_TRECHO_
"""
06 novembro, 2012

O que vi da vida



Com 25 anos de vida posso dizer que já vi muitas coisas acontecerem ao meu redor, participei de intermináveis combates comigo mesmo e chorei por pensar erroneamente que não há um Deus sobre nossas cabeças. Diversas vezes perdi a fé em mim, perdi a fé nas pessoas ao meu redor que estendiam suas mãos em minha direção e me isolei, estive recluso a sós com meus fantasmas e provei do gosto amargo da solidão. Esta que me acompanhou por grande parte dos meus dias até então, vive de mãos dadas comigo até hoje. Sem tirar o mérito das conquistas alheias, sem tapar o sol com a peneira no que diz respeito a dor de terceiros -porque cada um de nós sabe a dor do calo que os nossos sapatos apertam- nem sobrepondo minhas experiências por sobre a vivência de pessoas "mais velhas", sinto que vivi muito mais do que precisava ter vivido. Tive dissabores, tive  fins de tarde observando o sol se pôr, tive amigos,  tive inimigos, tive uma vida bastante cheia de momentos inesquecíveis  para o bem e para o mal. É a vida uma coletânea de momentos.
Ainda pequeno precisei lidar com a rejeição materna; um joga de lá que eu pego de cá que, na ingenuidade infantil onde tudo é incompreensível demais, as pessoas são altas e as coisas estão sempre distantes, eu via minha mãe se afastando de mim, se afastando de meus irmãos e não entendia direito aquilo. Via meus irmãos se revoltarem das maneiras mais equivocadas possíveis  não por culpa deles, não construíram maturidade suficiente para esperar baixar a poeira e revidar para a vida de modos inteligentes e construtivos, perderam-se para as drogas, para a prostituição, para algumas mazelas que não estampam cartões postais com pinheiros Araucárias. Eu crescia em meio aquilo tudo, acordando com estilhaços de vidros arrebentados por pedras furiosas, com sirenes de camburões que sempre recolhiam um ou outro após um roubo, uma violência pelas ruas, quando as drogas os conseguiam deixar prostrados pelas tumultuadas e cheias praças de Ponta Grossa. Fui crescendo e percebendo que o mundo não era tão belo como parecia ser na TV.
"""
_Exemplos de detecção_
"""
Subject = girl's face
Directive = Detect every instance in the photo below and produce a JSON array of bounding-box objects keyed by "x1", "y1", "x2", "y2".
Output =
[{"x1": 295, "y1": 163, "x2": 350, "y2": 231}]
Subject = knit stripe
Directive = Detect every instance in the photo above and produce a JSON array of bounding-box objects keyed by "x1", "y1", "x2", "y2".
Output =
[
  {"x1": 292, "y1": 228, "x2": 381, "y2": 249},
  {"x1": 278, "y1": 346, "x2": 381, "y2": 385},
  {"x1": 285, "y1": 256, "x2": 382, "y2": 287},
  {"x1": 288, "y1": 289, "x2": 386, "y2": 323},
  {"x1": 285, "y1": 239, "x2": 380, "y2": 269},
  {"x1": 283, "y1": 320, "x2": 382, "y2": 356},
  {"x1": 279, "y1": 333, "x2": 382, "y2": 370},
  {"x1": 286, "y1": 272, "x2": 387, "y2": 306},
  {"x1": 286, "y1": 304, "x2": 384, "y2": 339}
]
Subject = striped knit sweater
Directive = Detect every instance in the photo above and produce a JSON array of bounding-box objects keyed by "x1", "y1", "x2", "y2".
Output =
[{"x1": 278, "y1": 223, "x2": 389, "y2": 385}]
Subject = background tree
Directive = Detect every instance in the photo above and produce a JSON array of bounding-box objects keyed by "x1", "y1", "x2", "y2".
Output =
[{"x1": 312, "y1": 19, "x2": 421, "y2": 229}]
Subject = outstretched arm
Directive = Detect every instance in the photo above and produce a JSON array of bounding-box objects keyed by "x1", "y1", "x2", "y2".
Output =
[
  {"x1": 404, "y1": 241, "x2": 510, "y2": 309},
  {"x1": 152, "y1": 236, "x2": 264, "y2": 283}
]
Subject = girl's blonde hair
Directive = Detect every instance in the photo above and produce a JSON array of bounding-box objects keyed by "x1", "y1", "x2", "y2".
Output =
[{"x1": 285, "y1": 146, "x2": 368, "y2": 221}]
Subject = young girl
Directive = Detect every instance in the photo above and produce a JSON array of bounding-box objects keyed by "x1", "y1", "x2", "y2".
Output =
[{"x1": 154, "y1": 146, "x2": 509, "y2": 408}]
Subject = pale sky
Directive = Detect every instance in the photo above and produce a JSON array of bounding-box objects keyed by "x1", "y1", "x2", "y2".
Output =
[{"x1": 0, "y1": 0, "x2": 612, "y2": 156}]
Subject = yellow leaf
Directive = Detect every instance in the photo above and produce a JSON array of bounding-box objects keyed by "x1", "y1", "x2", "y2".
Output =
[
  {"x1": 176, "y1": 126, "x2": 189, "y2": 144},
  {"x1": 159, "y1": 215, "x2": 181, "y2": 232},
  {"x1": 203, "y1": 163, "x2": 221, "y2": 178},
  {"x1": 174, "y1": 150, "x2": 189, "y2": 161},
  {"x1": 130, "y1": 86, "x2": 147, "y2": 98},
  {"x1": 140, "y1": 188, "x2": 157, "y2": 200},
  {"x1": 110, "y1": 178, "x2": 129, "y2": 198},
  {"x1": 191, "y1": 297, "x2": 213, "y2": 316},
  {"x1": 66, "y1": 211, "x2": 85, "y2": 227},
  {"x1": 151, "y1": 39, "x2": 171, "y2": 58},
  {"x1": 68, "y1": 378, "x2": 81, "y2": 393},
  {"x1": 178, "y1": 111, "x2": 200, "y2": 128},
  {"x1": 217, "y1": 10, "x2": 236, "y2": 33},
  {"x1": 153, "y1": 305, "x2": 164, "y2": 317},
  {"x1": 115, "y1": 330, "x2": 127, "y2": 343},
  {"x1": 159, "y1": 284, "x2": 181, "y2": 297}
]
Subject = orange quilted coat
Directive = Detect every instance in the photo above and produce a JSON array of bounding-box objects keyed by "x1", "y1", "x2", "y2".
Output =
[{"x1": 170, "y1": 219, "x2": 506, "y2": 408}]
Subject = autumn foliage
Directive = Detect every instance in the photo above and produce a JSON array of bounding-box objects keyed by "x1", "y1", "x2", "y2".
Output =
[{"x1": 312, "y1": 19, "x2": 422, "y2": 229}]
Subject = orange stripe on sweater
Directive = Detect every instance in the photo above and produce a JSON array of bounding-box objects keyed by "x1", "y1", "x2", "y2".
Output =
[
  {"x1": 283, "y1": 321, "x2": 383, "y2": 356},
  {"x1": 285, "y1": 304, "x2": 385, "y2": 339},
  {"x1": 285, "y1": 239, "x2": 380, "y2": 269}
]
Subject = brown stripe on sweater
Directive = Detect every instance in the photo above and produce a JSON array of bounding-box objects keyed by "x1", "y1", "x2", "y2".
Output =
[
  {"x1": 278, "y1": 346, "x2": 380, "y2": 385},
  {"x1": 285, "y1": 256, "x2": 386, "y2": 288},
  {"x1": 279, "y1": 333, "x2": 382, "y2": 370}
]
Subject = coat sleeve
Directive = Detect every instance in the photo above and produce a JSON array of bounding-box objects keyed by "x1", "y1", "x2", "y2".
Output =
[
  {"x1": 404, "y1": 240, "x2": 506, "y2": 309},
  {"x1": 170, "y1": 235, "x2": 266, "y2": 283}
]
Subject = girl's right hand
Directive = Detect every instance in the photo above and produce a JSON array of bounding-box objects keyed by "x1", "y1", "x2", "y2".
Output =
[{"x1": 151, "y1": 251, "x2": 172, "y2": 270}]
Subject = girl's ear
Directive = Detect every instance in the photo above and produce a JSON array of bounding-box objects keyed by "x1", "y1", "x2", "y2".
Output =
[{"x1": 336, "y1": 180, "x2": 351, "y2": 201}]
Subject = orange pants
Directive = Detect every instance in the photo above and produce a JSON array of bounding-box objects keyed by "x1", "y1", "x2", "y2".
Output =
"""
_OBJETIVO DO EXERCÍCIO_
Escreva a continuação do relato pessoal intitulado "O que vi da vida", começando logo após a última frase apresentada.

_RESPOSTA AO EXERCÍCIO_
As primeiras notas vermelhas no boletim, as primeiras surras por mau comportamento em sala de aula, a apatia para com o ensino e a desaprovação dos meus colegas que precisavam descontar em mim raivas por culpas que eu não cometera. Naquela época eu não podia prever mas jamais fiz amigos nas escolas, desde esses tempos até a mocidade. Eu era o saco de pancadas, era o pirralho fraco que todos adoravam zombetear. Apanhava quase todos os dias e quase todos os dias era visto como o problema. Minha professora de 2ª série conquistou completa ira para comigo, de modo que quando algo na sala não estava bem, eu era sempre o culpado. Eu quem levava palmadas, minhas mãos que recebiam repreensões com uma régua de madeira que me lembro bem, apesar da memória debilitada dos dias atuais, certa vez manchou-se de sangue por uma de minhas pequeninas unhas terem se quebrado com o golpe desferido, cortando meu dedo e transformando-o de branco-pálido em escarlate. Quase reprovei, mas consegui passar.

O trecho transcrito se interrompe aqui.